** start Source extract **
14.6 Chaos Engineering for Supply Chain Resilience¶
On March 22, 2016, npm experienced a cascade of failures after Azer Koçulu unpublished his packages. Builds broke worldwide. Companies discovered their deployment pipelines had no fallback—they simply assumed npm would always be available. Those who had tested for registry unavailability recovered quickly; those who hadn't scrambled to understand why nothing would build. Chaos engineering—deliberately introducing failures to test system resilience—would have revealed this vulnerability before it became a crisis.
This section applies chaos engineering principles to supply chain security, covering how to simulate dependency failures, registry outages, and compromises to improve your organization's preparedness.
Chaos Engineering Fundamentals¶
Chaos engineering is the discipline of experimenting on a system to build confidence in its ability to withstand turbulent conditions in production. Netflix pioneered the approach with Chaos Monkey, which randomly terminates production instances to ensure services handle failures gracefully.
** end Source extract **
** start Data supplied **
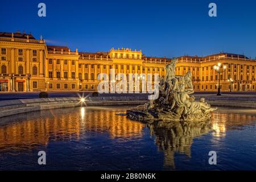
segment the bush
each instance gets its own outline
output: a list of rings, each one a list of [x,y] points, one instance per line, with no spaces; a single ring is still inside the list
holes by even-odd
[[[98,97],[98,93],[96,92],[93,92],[92,94],[92,96],[93,97]]]
[[[47,92],[42,92],[39,93],[39,98],[48,98],[49,96]]]

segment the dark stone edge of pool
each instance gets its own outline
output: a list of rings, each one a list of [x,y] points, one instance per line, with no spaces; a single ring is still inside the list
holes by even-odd
[[[196,96],[196,99],[199,100],[200,97]],[[256,108],[256,102],[250,97],[243,100],[229,97],[205,98],[207,102],[213,106]],[[90,97],[87,98],[84,103],[81,103],[78,97],[0,101],[0,117],[51,109],[84,106],[141,105],[148,101],[147,96],[144,96]]]

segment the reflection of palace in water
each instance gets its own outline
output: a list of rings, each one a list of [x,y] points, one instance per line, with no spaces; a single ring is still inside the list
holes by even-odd
[[[256,115],[227,112],[214,112],[209,122],[159,122],[149,124],[151,135],[164,154],[164,166],[175,168],[175,154],[191,157],[193,139],[211,131],[216,138],[226,136],[227,130],[242,130],[245,126],[254,126]]]
[[[209,123],[207,122],[159,122],[148,125],[155,143],[164,152],[164,166],[175,168],[176,152],[191,156],[191,147],[195,137],[208,133]]]
[[[30,115],[29,119],[19,121],[15,118],[18,122],[12,123],[9,123],[14,119],[10,117],[12,120],[6,122],[8,125],[0,126],[0,150],[16,147],[30,148],[38,144],[47,145],[50,140],[78,140],[86,131],[106,131],[111,138],[142,135],[143,124],[117,115],[109,109],[96,108],[76,108],[73,111],[69,109],[64,110],[66,113],[41,111],[40,114],[35,112],[35,115]]]

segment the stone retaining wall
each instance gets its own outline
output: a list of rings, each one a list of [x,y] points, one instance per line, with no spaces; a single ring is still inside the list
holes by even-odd
[[[79,97],[33,98],[0,101],[0,117],[36,110],[79,107],[140,105],[147,102],[143,97],[97,97],[88,98],[81,103]]]
[[[201,96],[196,96],[197,100]],[[255,97],[204,97],[212,106],[256,108]],[[81,104],[79,97],[34,98],[0,101],[0,117],[36,110],[78,107],[81,106],[108,106],[141,105],[148,101],[147,96],[96,97],[86,98]]]

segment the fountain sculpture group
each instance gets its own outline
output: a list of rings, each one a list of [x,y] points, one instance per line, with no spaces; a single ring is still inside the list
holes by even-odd
[[[195,101],[191,80],[192,73],[184,76],[175,75],[177,59],[166,66],[166,75],[159,80],[159,97],[143,105],[127,111],[127,117],[145,122],[175,121],[207,121],[210,119],[212,108],[201,98]]]

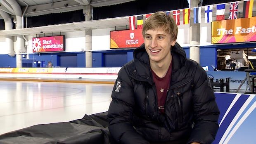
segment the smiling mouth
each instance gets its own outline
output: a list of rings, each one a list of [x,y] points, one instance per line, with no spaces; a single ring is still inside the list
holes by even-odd
[[[161,50],[150,50],[150,51],[152,52],[153,52],[153,53],[156,53],[157,52],[159,52]]]

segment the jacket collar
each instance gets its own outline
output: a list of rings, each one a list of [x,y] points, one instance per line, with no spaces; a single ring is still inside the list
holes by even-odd
[[[182,47],[178,42],[172,47],[171,50],[173,57],[173,72],[178,71],[185,64],[187,59],[186,54]],[[133,51],[134,69],[133,71],[133,77],[140,81],[147,81],[149,84],[153,83],[153,78],[150,72],[149,59],[146,51],[144,44],[135,49]],[[134,70],[136,71],[134,73]]]

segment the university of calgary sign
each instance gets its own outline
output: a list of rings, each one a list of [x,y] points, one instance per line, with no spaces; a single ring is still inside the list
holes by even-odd
[[[65,50],[64,35],[33,38],[33,52],[60,52]]]
[[[144,42],[142,29],[110,31],[110,48],[139,47]]]
[[[213,21],[211,43],[256,41],[256,17]]]

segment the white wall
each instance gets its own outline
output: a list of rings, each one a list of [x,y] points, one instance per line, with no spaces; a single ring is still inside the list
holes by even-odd
[[[5,38],[0,38],[0,54],[5,54],[7,53]]]
[[[211,23],[205,24],[204,19],[202,19],[200,24],[200,45],[212,45],[211,43]],[[190,25],[183,25],[180,21],[180,25],[178,26],[178,32],[177,42],[182,47],[190,46]],[[121,30],[121,28],[116,30]],[[96,29],[92,30],[92,50],[111,50],[110,49],[110,31],[115,30],[114,28]],[[85,50],[85,31],[62,33],[65,35],[66,39],[66,52],[81,52]],[[45,35],[51,36],[51,34]],[[27,53],[32,53],[32,38],[36,35],[27,36],[26,38],[29,42]],[[43,35],[40,35],[43,36]],[[14,40],[15,40],[15,37]],[[5,38],[0,38],[0,54],[7,54],[5,48]],[[14,50],[16,50],[16,42],[14,42]]]
[[[200,24],[200,45],[209,45],[211,44],[211,23],[204,23],[204,19],[202,19]]]
[[[183,24],[180,21],[180,25],[178,26],[178,35],[176,41],[182,47],[190,46],[190,25]]]

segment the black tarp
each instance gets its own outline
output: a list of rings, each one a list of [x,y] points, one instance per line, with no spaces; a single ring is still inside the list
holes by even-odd
[[[69,122],[38,125],[0,135],[0,144],[113,144],[107,112]]]

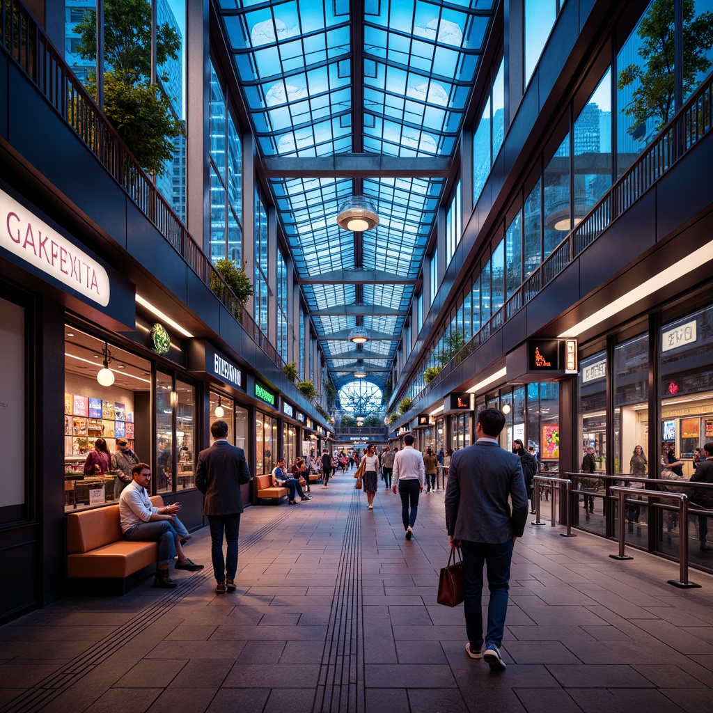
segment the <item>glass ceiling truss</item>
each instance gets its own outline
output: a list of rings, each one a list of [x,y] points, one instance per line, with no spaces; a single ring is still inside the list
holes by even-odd
[[[329,354],[351,356],[345,335],[361,324],[394,335],[375,336],[359,352],[384,355],[386,371],[374,374],[383,386],[444,188],[457,176],[384,178],[369,173],[373,161],[345,176],[325,170],[324,159],[374,154],[452,165],[494,1],[217,0],[257,151],[289,158],[285,176],[271,169],[270,188],[330,369],[344,360]],[[374,201],[376,229],[337,226],[340,204],[355,193]],[[357,267],[405,282],[339,279]],[[327,282],[313,282],[322,275]],[[357,303],[363,312],[355,314]],[[399,314],[380,316],[382,307]]]

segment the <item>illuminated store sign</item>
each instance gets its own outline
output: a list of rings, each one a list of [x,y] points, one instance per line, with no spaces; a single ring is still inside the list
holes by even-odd
[[[582,369],[582,383],[595,381],[597,379],[604,379],[607,376],[607,360],[595,361]]]
[[[267,391],[265,386],[255,381],[255,396],[270,406],[275,406],[275,394]]]
[[[235,386],[242,386],[242,372],[234,364],[219,354],[213,354],[213,374]]]
[[[0,246],[83,297],[105,307],[109,304],[103,267],[2,190]]]
[[[661,351],[668,352],[677,347],[684,347],[692,344],[696,339],[696,320],[694,319],[665,332],[661,335]]]

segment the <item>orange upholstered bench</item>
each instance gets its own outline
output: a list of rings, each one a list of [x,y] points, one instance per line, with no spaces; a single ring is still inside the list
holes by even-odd
[[[151,503],[163,507],[163,498]],[[135,582],[151,574],[156,566],[158,543],[125,540],[119,526],[119,506],[83,510],[67,515],[67,577],[85,584],[117,586],[91,587],[125,592]]]
[[[287,488],[275,488],[272,486],[272,476],[268,473],[258,476],[255,478],[255,488],[257,490],[258,500],[272,500],[277,505],[281,498],[289,495]]]

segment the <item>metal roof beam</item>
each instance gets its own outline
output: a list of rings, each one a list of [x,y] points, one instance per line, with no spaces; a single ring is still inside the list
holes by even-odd
[[[377,153],[337,153],[334,156],[265,159],[269,178],[448,178],[449,156],[406,158]]]

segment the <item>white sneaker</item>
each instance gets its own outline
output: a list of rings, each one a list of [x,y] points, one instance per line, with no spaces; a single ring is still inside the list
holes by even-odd
[[[505,662],[495,644],[488,644],[483,652],[483,660],[493,671],[504,671]]]

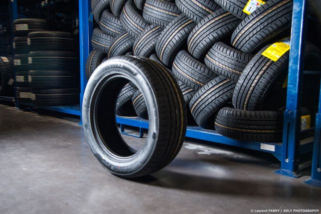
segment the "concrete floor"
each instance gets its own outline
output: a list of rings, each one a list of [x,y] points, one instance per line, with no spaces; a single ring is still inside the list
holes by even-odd
[[[126,180],[101,166],[77,123],[0,105],[0,213],[321,208],[321,188],[303,184],[307,176],[272,173],[279,164],[271,155],[186,142],[164,169]]]

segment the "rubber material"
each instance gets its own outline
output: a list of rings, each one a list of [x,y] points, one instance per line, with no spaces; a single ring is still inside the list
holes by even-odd
[[[77,71],[77,55],[66,51],[33,51],[28,57],[30,70]]]
[[[116,124],[115,92],[128,81],[144,94],[149,112],[146,143],[138,151],[124,142]],[[111,173],[127,178],[154,172],[170,163],[182,147],[187,124],[183,95],[173,76],[152,60],[127,56],[107,60],[94,73],[85,91],[82,118],[86,139],[98,161]]]
[[[112,37],[116,37],[125,32],[119,18],[107,10],[102,13],[99,27],[100,30]]]
[[[108,58],[124,55],[132,51],[134,42],[134,38],[127,32],[115,38],[108,52]]]
[[[190,34],[188,50],[201,59],[215,43],[229,36],[241,20],[224,9],[219,9],[202,20]]]
[[[71,34],[57,31],[40,31],[28,35],[29,51],[60,51],[76,52],[76,40]]]
[[[219,42],[215,43],[208,52],[205,62],[219,75],[237,82],[253,57]]]
[[[164,0],[146,0],[142,16],[149,23],[165,28],[181,14],[175,4]]]
[[[150,25],[142,32],[134,43],[133,52],[134,56],[149,57],[155,53],[155,47],[163,28]]]
[[[29,53],[29,48],[26,37],[15,37],[14,39],[13,45],[15,54],[25,54]]]
[[[177,54],[172,70],[177,79],[196,91],[217,76],[186,51]]]
[[[89,78],[95,71],[95,69],[102,62],[103,60],[107,57],[107,54],[98,51],[93,50],[90,52],[86,63],[86,78],[89,80]]]
[[[214,2],[239,19],[244,20],[248,16],[243,12],[248,0],[214,0]]]
[[[99,28],[95,28],[91,37],[91,45],[94,49],[107,54],[114,39]]]
[[[213,0],[176,0],[175,3],[185,16],[196,23],[219,9]]]
[[[126,3],[120,15],[120,21],[126,31],[135,38],[139,36],[144,29],[149,25],[131,1]]]
[[[225,107],[216,116],[215,130],[222,135],[239,140],[281,142],[282,114],[281,112]]]
[[[198,125],[213,128],[216,114],[231,101],[235,87],[235,83],[218,77],[198,91],[190,102],[190,108]]]
[[[0,57],[0,95],[13,94],[14,79],[12,57]],[[11,80],[12,79],[13,80]]]
[[[235,29],[232,45],[256,53],[268,43],[290,36],[292,0],[270,0],[246,17]]]
[[[135,110],[131,102],[135,90],[129,84],[121,89],[116,103],[116,114],[119,116],[132,116]]]
[[[186,46],[187,38],[196,25],[181,15],[164,29],[156,45],[157,56],[164,65],[172,67],[177,53]]]
[[[96,22],[100,25],[103,12],[109,7],[109,0],[92,0],[91,10]]]

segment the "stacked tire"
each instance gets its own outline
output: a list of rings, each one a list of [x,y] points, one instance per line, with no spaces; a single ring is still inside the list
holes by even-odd
[[[14,22],[14,64],[16,71],[16,93],[19,103],[31,103],[31,88],[29,86],[27,37],[34,31],[48,29],[47,21],[40,19],[21,19]]]
[[[100,29],[87,61],[91,73],[104,59],[94,57],[102,52],[150,58],[175,76],[199,126],[242,140],[281,141],[292,0],[100,2],[105,2],[92,3]],[[282,54],[273,59],[270,47],[279,45]],[[321,62],[312,49],[313,61]],[[148,119],[137,86],[130,83],[118,99],[131,96],[136,114]]]
[[[37,31],[28,35],[32,103],[37,106],[79,104],[76,41],[72,34]]]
** end Data supplied **
What needs to be done: Copy the chaos engineering text from "This section applies" to "handle failures gracefully.", replacing "withstand" with "survive".

Answer to this task:
This section applies chaos engineering principles to supply chain security, covering how to simulate dependency failures, registry outages, and compromises to improve your organization's preparedness.
Chaos Engineering Fundamentals¶
Chaos engineering is the discipline of experimenting on a system to build confidence in its ability to survive turbulent conditions in production. Netflix pioneered the approach with Chaos Monkey, which randomly terminates production instances to ensure services handle failures gracefully.